• [WORK TO COMPLETE]
Locate "For the mapping pass, tag each instance of the oven" in the listing below, then output the line holding it and every line after it, exactly and with nothing else.

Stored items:
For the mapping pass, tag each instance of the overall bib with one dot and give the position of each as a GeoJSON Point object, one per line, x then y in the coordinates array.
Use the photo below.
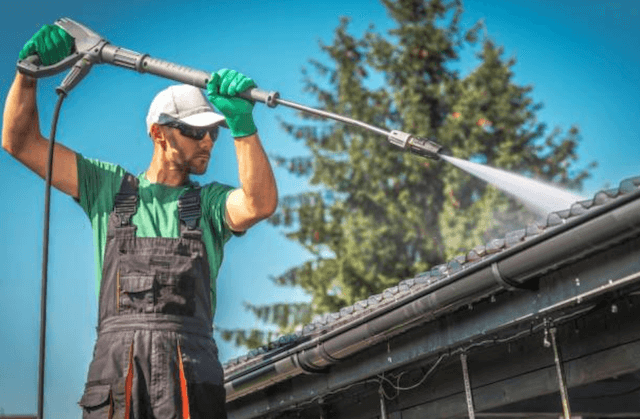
{"type": "Point", "coordinates": [155, 356]}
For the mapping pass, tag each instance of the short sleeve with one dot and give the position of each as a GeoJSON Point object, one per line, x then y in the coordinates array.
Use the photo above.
{"type": "Point", "coordinates": [214, 199]}
{"type": "Point", "coordinates": [98, 182]}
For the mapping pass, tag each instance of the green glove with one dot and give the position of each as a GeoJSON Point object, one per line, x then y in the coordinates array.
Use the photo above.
{"type": "Point", "coordinates": [51, 43]}
{"type": "Point", "coordinates": [225, 84]}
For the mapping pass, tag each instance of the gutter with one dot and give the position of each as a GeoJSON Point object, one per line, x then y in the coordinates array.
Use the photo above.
{"type": "Point", "coordinates": [600, 227]}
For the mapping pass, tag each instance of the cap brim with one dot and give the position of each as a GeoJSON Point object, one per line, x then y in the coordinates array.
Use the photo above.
{"type": "Point", "coordinates": [205, 119]}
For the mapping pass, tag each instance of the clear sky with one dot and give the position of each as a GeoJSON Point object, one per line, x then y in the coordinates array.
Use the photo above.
{"type": "Point", "coordinates": [581, 56]}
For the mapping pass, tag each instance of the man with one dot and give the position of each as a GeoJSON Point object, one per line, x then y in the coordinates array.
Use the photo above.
{"type": "Point", "coordinates": [159, 239]}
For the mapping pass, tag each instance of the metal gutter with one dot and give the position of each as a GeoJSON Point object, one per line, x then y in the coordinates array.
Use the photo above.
{"type": "Point", "coordinates": [577, 238]}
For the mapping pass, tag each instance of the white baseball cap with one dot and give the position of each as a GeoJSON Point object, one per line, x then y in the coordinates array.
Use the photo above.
{"type": "Point", "coordinates": [185, 103]}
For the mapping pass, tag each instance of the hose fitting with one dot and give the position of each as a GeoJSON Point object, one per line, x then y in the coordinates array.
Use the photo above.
{"type": "Point", "coordinates": [416, 145]}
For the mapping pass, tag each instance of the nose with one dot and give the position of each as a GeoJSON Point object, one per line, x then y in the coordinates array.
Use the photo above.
{"type": "Point", "coordinates": [207, 142]}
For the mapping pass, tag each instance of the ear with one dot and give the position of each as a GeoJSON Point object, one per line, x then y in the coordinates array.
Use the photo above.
{"type": "Point", "coordinates": [156, 133]}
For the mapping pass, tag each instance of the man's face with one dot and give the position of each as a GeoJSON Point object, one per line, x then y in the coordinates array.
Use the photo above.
{"type": "Point", "coordinates": [186, 153]}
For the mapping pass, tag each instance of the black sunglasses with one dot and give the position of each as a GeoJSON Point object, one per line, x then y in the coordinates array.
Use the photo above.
{"type": "Point", "coordinates": [196, 133]}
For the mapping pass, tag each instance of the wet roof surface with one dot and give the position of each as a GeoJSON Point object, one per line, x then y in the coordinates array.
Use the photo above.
{"type": "Point", "coordinates": [406, 287]}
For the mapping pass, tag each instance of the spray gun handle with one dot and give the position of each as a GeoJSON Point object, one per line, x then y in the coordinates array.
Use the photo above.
{"type": "Point", "coordinates": [32, 66]}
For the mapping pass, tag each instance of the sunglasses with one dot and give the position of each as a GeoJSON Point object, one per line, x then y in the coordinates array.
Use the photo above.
{"type": "Point", "coordinates": [196, 133]}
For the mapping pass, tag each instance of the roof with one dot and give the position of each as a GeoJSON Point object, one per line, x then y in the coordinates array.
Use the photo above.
{"type": "Point", "coordinates": [501, 264]}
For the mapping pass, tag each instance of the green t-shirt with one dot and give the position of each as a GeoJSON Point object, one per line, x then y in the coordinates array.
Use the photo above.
{"type": "Point", "coordinates": [157, 213]}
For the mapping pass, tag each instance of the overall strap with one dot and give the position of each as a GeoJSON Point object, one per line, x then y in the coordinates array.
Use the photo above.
{"type": "Point", "coordinates": [189, 211]}
{"type": "Point", "coordinates": [126, 200]}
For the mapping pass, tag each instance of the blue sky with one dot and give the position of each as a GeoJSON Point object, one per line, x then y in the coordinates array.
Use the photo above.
{"type": "Point", "coordinates": [580, 56]}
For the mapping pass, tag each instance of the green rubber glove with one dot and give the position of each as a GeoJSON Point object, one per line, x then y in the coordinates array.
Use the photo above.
{"type": "Point", "coordinates": [51, 43]}
{"type": "Point", "coordinates": [221, 89]}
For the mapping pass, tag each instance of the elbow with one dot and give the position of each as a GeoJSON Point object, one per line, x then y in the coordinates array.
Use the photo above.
{"type": "Point", "coordinates": [266, 209]}
{"type": "Point", "coordinates": [7, 144]}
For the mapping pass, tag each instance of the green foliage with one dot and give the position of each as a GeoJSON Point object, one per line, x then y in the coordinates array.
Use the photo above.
{"type": "Point", "coordinates": [382, 215]}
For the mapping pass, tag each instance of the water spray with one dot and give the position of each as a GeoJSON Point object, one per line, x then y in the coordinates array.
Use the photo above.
{"type": "Point", "coordinates": [91, 48]}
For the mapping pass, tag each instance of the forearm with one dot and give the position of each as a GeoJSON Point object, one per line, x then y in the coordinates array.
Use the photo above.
{"type": "Point", "coordinates": [256, 176]}
{"type": "Point", "coordinates": [20, 121]}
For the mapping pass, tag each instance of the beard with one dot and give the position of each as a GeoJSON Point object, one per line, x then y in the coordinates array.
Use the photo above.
{"type": "Point", "coordinates": [196, 164]}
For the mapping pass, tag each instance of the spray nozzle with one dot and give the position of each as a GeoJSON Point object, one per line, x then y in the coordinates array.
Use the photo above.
{"type": "Point", "coordinates": [421, 146]}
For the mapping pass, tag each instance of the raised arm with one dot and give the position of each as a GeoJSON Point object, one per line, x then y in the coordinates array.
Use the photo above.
{"type": "Point", "coordinates": [21, 136]}
{"type": "Point", "coordinates": [257, 198]}
{"type": "Point", "coordinates": [22, 139]}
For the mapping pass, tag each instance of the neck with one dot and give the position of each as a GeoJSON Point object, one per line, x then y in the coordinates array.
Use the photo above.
{"type": "Point", "coordinates": [161, 170]}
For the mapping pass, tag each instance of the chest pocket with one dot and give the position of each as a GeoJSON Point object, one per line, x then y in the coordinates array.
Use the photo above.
{"type": "Point", "coordinates": [158, 284]}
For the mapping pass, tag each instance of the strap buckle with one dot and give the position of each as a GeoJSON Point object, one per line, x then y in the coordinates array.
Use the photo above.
{"type": "Point", "coordinates": [189, 208]}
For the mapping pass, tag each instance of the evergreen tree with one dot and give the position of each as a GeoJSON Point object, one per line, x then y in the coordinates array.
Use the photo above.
{"type": "Point", "coordinates": [378, 215]}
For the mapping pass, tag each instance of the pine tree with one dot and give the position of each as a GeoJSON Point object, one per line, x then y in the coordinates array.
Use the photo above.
{"type": "Point", "coordinates": [378, 215]}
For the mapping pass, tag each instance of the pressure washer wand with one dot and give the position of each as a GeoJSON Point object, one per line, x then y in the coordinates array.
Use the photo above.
{"type": "Point", "coordinates": [145, 64]}
{"type": "Point", "coordinates": [92, 48]}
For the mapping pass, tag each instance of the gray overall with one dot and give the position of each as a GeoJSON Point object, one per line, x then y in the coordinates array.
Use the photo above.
{"type": "Point", "coordinates": [155, 356]}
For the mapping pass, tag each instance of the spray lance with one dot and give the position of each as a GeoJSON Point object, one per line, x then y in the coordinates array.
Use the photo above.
{"type": "Point", "coordinates": [91, 48]}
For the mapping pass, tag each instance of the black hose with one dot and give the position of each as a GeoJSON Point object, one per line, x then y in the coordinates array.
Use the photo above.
{"type": "Point", "coordinates": [45, 256]}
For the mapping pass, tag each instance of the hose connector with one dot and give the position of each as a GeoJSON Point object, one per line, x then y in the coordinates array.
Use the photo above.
{"type": "Point", "coordinates": [416, 145]}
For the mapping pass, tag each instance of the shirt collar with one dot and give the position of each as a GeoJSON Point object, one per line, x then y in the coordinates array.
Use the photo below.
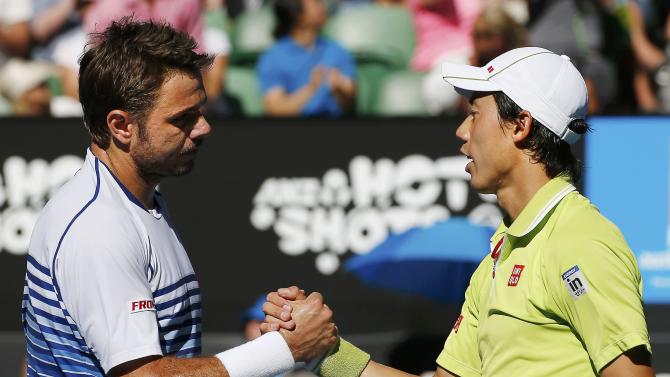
{"type": "Point", "coordinates": [537, 209]}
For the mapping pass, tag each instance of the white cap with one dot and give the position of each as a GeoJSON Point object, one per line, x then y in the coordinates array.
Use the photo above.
{"type": "Point", "coordinates": [538, 80]}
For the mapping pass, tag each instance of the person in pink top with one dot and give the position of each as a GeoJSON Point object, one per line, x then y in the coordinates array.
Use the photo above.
{"type": "Point", "coordinates": [443, 33]}
{"type": "Point", "coordinates": [183, 15]}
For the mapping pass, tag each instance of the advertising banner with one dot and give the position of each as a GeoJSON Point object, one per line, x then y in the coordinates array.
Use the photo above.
{"type": "Point", "coordinates": [627, 176]}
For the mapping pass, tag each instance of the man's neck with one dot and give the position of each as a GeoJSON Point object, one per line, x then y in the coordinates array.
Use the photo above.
{"type": "Point", "coordinates": [304, 37]}
{"type": "Point", "coordinates": [124, 169]}
{"type": "Point", "coordinates": [519, 188]}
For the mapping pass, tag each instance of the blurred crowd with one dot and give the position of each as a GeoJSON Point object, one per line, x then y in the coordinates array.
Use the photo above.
{"type": "Point", "coordinates": [345, 57]}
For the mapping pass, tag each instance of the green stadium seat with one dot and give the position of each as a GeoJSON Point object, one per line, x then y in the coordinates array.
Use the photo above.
{"type": "Point", "coordinates": [242, 85]}
{"type": "Point", "coordinates": [375, 33]}
{"type": "Point", "coordinates": [369, 79]}
{"type": "Point", "coordinates": [251, 35]}
{"type": "Point", "coordinates": [400, 95]}
{"type": "Point", "coordinates": [5, 107]}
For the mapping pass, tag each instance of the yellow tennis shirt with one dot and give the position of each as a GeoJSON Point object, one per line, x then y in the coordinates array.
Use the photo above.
{"type": "Point", "coordinates": [562, 298]}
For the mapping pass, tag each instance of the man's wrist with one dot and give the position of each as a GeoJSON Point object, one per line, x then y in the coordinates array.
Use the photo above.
{"type": "Point", "coordinates": [343, 360]}
{"type": "Point", "coordinates": [266, 356]}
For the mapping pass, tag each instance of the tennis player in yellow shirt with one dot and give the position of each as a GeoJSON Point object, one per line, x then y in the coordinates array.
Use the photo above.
{"type": "Point", "coordinates": [561, 292]}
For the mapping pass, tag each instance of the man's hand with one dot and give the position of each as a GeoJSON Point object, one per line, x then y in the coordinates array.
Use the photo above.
{"type": "Point", "coordinates": [278, 309]}
{"type": "Point", "coordinates": [306, 323]}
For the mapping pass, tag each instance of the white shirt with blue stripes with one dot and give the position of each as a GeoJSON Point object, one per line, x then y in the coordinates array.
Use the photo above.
{"type": "Point", "coordinates": [107, 281]}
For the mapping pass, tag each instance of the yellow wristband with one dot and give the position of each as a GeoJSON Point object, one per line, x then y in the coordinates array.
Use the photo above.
{"type": "Point", "coordinates": [345, 360]}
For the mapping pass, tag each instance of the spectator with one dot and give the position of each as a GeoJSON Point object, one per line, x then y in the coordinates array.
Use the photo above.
{"type": "Point", "coordinates": [303, 73]}
{"type": "Point", "coordinates": [69, 44]}
{"type": "Point", "coordinates": [14, 45]}
{"type": "Point", "coordinates": [650, 34]}
{"type": "Point", "coordinates": [24, 83]}
{"type": "Point", "coordinates": [495, 32]}
{"type": "Point", "coordinates": [443, 33]}
{"type": "Point", "coordinates": [183, 15]}
{"type": "Point", "coordinates": [575, 28]}
{"type": "Point", "coordinates": [59, 39]}
{"type": "Point", "coordinates": [217, 43]}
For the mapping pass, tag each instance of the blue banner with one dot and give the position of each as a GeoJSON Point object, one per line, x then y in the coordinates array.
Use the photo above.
{"type": "Point", "coordinates": [627, 176]}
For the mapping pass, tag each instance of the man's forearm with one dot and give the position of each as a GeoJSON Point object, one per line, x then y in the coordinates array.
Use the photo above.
{"type": "Point", "coordinates": [172, 366]}
{"type": "Point", "coordinates": [378, 370]}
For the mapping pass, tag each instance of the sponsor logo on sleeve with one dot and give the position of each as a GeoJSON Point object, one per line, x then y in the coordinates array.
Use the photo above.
{"type": "Point", "coordinates": [137, 306]}
{"type": "Point", "coordinates": [458, 323]}
{"type": "Point", "coordinates": [575, 282]}
{"type": "Point", "coordinates": [516, 275]}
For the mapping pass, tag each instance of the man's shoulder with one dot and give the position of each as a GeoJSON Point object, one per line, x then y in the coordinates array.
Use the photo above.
{"type": "Point", "coordinates": [578, 218]}
{"type": "Point", "coordinates": [82, 206]}
{"type": "Point", "coordinates": [581, 232]}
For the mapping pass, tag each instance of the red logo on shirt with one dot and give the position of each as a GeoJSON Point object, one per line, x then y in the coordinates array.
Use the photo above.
{"type": "Point", "coordinates": [141, 306]}
{"type": "Point", "coordinates": [458, 323]}
{"type": "Point", "coordinates": [496, 250]}
{"type": "Point", "coordinates": [516, 275]}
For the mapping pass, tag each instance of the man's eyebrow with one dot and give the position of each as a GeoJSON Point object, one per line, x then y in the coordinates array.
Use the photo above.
{"type": "Point", "coordinates": [195, 107]}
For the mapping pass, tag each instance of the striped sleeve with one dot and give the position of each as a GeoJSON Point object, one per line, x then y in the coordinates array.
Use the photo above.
{"type": "Point", "coordinates": [101, 274]}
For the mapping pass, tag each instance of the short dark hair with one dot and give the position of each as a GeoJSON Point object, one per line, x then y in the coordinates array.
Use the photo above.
{"type": "Point", "coordinates": [545, 146]}
{"type": "Point", "coordinates": [125, 67]}
{"type": "Point", "coordinates": [287, 13]}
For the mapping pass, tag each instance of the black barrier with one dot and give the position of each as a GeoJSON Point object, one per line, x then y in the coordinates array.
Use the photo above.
{"type": "Point", "coordinates": [258, 211]}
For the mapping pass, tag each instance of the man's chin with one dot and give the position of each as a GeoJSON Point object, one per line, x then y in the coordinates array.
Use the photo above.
{"type": "Point", "coordinates": [481, 189]}
{"type": "Point", "coordinates": [183, 169]}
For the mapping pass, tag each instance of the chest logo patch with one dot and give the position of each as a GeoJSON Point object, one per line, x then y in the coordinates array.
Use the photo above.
{"type": "Point", "coordinates": [516, 275]}
{"type": "Point", "coordinates": [137, 306]}
{"type": "Point", "coordinates": [575, 282]}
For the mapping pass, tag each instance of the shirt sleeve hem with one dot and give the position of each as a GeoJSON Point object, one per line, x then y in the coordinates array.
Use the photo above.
{"type": "Point", "coordinates": [449, 363]}
{"type": "Point", "coordinates": [125, 356]}
{"type": "Point", "coordinates": [622, 345]}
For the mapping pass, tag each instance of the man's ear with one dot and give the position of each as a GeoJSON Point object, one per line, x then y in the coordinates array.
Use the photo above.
{"type": "Point", "coordinates": [120, 126]}
{"type": "Point", "coordinates": [522, 126]}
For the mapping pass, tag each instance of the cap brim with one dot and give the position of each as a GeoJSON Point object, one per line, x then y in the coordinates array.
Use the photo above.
{"type": "Point", "coordinates": [467, 79]}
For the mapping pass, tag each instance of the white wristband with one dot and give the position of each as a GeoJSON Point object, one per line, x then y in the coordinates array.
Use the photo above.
{"type": "Point", "coordinates": [266, 356]}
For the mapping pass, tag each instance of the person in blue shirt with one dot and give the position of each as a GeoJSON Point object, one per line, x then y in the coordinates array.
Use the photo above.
{"type": "Point", "coordinates": [304, 74]}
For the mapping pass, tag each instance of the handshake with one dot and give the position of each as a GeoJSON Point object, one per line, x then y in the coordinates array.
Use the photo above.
{"type": "Point", "coordinates": [305, 322]}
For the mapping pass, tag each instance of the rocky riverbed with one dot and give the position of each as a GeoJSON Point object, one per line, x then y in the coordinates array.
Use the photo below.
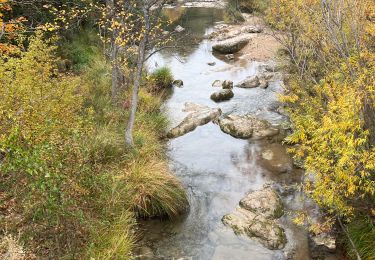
{"type": "Point", "coordinates": [225, 146]}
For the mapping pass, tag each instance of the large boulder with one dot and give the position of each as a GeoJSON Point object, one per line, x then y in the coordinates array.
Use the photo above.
{"type": "Point", "coordinates": [246, 127]}
{"type": "Point", "coordinates": [265, 202]}
{"type": "Point", "coordinates": [256, 219]}
{"type": "Point", "coordinates": [222, 95]}
{"type": "Point", "coordinates": [224, 33]}
{"type": "Point", "coordinates": [199, 115]}
{"type": "Point", "coordinates": [231, 45]}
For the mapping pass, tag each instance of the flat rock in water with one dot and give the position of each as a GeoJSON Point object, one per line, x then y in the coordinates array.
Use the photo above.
{"type": "Point", "coordinates": [199, 115]}
{"type": "Point", "coordinates": [227, 84]}
{"type": "Point", "coordinates": [231, 45]}
{"type": "Point", "coordinates": [265, 202]}
{"type": "Point", "coordinates": [246, 127]}
{"type": "Point", "coordinates": [217, 83]}
{"type": "Point", "coordinates": [261, 80]}
{"type": "Point", "coordinates": [257, 223]}
{"type": "Point", "coordinates": [222, 95]}
{"type": "Point", "coordinates": [178, 83]}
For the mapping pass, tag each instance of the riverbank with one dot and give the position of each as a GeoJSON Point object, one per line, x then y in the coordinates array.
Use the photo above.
{"type": "Point", "coordinates": [103, 187]}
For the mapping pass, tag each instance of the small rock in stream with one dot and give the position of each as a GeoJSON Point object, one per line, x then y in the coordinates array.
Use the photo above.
{"type": "Point", "coordinates": [231, 45]}
{"type": "Point", "coordinates": [179, 29]}
{"type": "Point", "coordinates": [246, 127]}
{"type": "Point", "coordinates": [227, 84]}
{"type": "Point", "coordinates": [260, 80]}
{"type": "Point", "coordinates": [217, 83]}
{"type": "Point", "coordinates": [222, 95]}
{"type": "Point", "coordinates": [199, 115]}
{"type": "Point", "coordinates": [178, 83]}
{"type": "Point", "coordinates": [229, 56]}
{"type": "Point", "coordinates": [255, 217]}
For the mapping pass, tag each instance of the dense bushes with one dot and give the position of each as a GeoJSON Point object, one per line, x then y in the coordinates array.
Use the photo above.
{"type": "Point", "coordinates": [69, 185]}
{"type": "Point", "coordinates": [330, 99]}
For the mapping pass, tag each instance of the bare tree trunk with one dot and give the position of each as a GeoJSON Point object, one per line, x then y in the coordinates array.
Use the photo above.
{"type": "Point", "coordinates": [116, 71]}
{"type": "Point", "coordinates": [137, 79]}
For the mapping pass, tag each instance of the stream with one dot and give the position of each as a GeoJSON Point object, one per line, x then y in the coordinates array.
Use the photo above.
{"type": "Point", "coordinates": [216, 168]}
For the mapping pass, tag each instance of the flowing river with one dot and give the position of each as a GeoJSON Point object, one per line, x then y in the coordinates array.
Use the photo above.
{"type": "Point", "coordinates": [217, 169]}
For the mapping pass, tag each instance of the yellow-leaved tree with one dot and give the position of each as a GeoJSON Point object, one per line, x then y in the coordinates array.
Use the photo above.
{"type": "Point", "coordinates": [331, 98]}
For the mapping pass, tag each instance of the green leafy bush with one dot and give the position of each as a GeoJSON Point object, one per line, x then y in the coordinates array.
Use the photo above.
{"type": "Point", "coordinates": [162, 78]}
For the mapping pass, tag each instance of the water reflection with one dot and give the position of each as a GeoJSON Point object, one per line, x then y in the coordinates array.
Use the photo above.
{"type": "Point", "coordinates": [216, 169]}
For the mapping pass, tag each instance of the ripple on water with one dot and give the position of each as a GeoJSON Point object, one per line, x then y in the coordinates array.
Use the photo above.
{"type": "Point", "coordinates": [216, 168]}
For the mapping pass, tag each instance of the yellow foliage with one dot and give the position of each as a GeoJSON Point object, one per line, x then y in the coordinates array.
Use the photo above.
{"type": "Point", "coordinates": [332, 51]}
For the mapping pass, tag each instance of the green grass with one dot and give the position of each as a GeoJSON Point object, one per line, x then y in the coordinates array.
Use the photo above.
{"type": "Point", "coordinates": [362, 232]}
{"type": "Point", "coordinates": [136, 182]}
{"type": "Point", "coordinates": [107, 186]}
{"type": "Point", "coordinates": [162, 78]}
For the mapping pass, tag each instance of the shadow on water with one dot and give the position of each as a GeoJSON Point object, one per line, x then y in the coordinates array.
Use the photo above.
{"type": "Point", "coordinates": [217, 169]}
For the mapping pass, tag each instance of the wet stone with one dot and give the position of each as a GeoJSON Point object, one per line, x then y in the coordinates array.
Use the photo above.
{"type": "Point", "coordinates": [222, 95]}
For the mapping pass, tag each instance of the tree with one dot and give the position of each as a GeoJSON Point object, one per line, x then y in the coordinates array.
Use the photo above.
{"type": "Point", "coordinates": [136, 29]}
{"type": "Point", "coordinates": [330, 97]}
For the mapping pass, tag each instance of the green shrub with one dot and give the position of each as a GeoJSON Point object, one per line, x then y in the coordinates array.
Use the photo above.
{"type": "Point", "coordinates": [162, 78]}
{"type": "Point", "coordinates": [362, 233]}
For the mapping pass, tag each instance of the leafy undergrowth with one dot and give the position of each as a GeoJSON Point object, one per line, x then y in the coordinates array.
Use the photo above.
{"type": "Point", "coordinates": [362, 233]}
{"type": "Point", "coordinates": [69, 186]}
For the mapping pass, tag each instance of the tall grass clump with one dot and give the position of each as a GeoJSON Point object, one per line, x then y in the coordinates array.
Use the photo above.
{"type": "Point", "coordinates": [162, 79]}
{"type": "Point", "coordinates": [154, 192]}
{"type": "Point", "coordinates": [70, 186]}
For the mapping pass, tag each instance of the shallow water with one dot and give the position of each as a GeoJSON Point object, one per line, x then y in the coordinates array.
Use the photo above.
{"type": "Point", "coordinates": [216, 168]}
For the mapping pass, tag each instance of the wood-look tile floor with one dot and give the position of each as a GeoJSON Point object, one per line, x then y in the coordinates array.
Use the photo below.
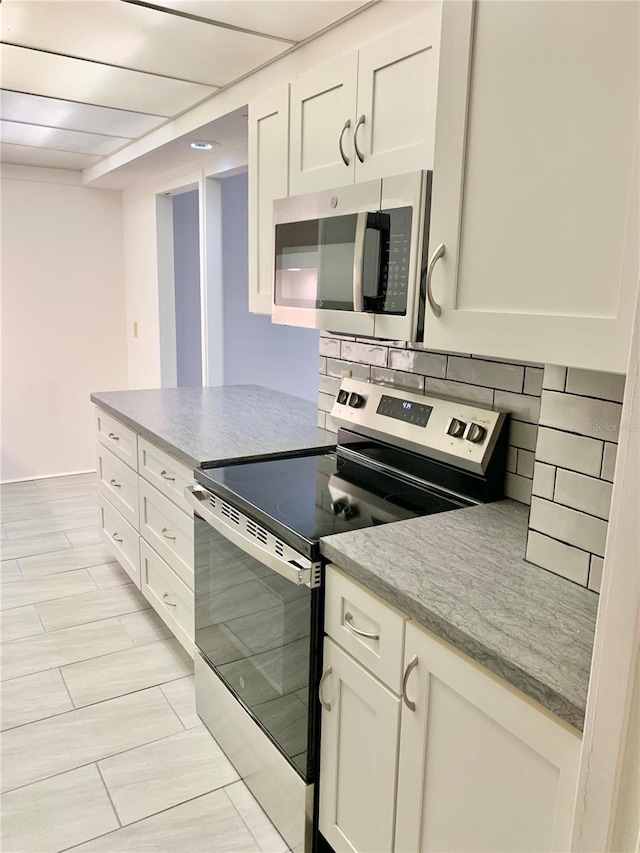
{"type": "Point", "coordinates": [102, 748]}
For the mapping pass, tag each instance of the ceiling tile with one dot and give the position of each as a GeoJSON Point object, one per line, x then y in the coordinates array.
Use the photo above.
{"type": "Point", "coordinates": [60, 77]}
{"type": "Point", "coordinates": [53, 112]}
{"type": "Point", "coordinates": [26, 156]}
{"type": "Point", "coordinates": [283, 18]}
{"type": "Point", "coordinates": [136, 37]}
{"type": "Point", "coordinates": [64, 140]}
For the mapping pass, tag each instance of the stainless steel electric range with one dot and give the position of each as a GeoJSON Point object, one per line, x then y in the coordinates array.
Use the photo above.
{"type": "Point", "coordinates": [259, 571]}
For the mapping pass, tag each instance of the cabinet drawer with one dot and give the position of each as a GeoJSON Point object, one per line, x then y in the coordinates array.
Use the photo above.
{"type": "Point", "coordinates": [119, 484]}
{"type": "Point", "coordinates": [168, 529]}
{"type": "Point", "coordinates": [350, 613]}
{"type": "Point", "coordinates": [164, 472]}
{"type": "Point", "coordinates": [119, 535]}
{"type": "Point", "coordinates": [118, 438]}
{"type": "Point", "coordinates": [169, 596]}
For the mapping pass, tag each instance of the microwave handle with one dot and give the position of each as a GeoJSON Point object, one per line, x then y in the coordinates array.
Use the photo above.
{"type": "Point", "coordinates": [358, 261]}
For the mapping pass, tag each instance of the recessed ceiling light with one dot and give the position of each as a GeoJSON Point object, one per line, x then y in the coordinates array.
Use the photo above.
{"type": "Point", "coordinates": [204, 146]}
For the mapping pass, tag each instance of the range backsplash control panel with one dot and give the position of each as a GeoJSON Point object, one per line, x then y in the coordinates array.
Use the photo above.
{"type": "Point", "coordinates": [459, 433]}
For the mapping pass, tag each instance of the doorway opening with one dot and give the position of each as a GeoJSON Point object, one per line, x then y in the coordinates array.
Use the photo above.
{"type": "Point", "coordinates": [179, 279]}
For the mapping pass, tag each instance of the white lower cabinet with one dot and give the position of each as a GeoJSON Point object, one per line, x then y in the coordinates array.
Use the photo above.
{"type": "Point", "coordinates": [462, 762]}
{"type": "Point", "coordinates": [146, 521]}
{"type": "Point", "coordinates": [168, 530]}
{"type": "Point", "coordinates": [359, 750]}
{"type": "Point", "coordinates": [121, 537]}
{"type": "Point", "coordinates": [480, 767]}
{"type": "Point", "coordinates": [169, 596]}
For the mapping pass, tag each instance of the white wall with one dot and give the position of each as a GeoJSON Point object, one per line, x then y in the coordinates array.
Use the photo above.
{"type": "Point", "coordinates": [256, 350]}
{"type": "Point", "coordinates": [62, 318]}
{"type": "Point", "coordinates": [139, 199]}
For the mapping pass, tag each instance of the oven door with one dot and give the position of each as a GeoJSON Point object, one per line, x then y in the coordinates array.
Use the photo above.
{"type": "Point", "coordinates": [259, 625]}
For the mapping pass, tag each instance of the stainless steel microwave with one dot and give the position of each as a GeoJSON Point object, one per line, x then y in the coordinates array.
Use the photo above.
{"type": "Point", "coordinates": [353, 259]}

• [OUTPUT OF THE TASK]
For the mapping pass, tag each instance of the oven door with one dot and give the position of each as a GeoJSON Point object, one per line, x then y in the coordinates array.
Use the photo above.
{"type": "Point", "coordinates": [259, 625]}
For the mapping pass, tag each instance of the stainless steel microwave with one dot and give the position of each as a GeoJSON Point object, one per line, x then y in the coordinates array.
Use the photo above.
{"type": "Point", "coordinates": [353, 259]}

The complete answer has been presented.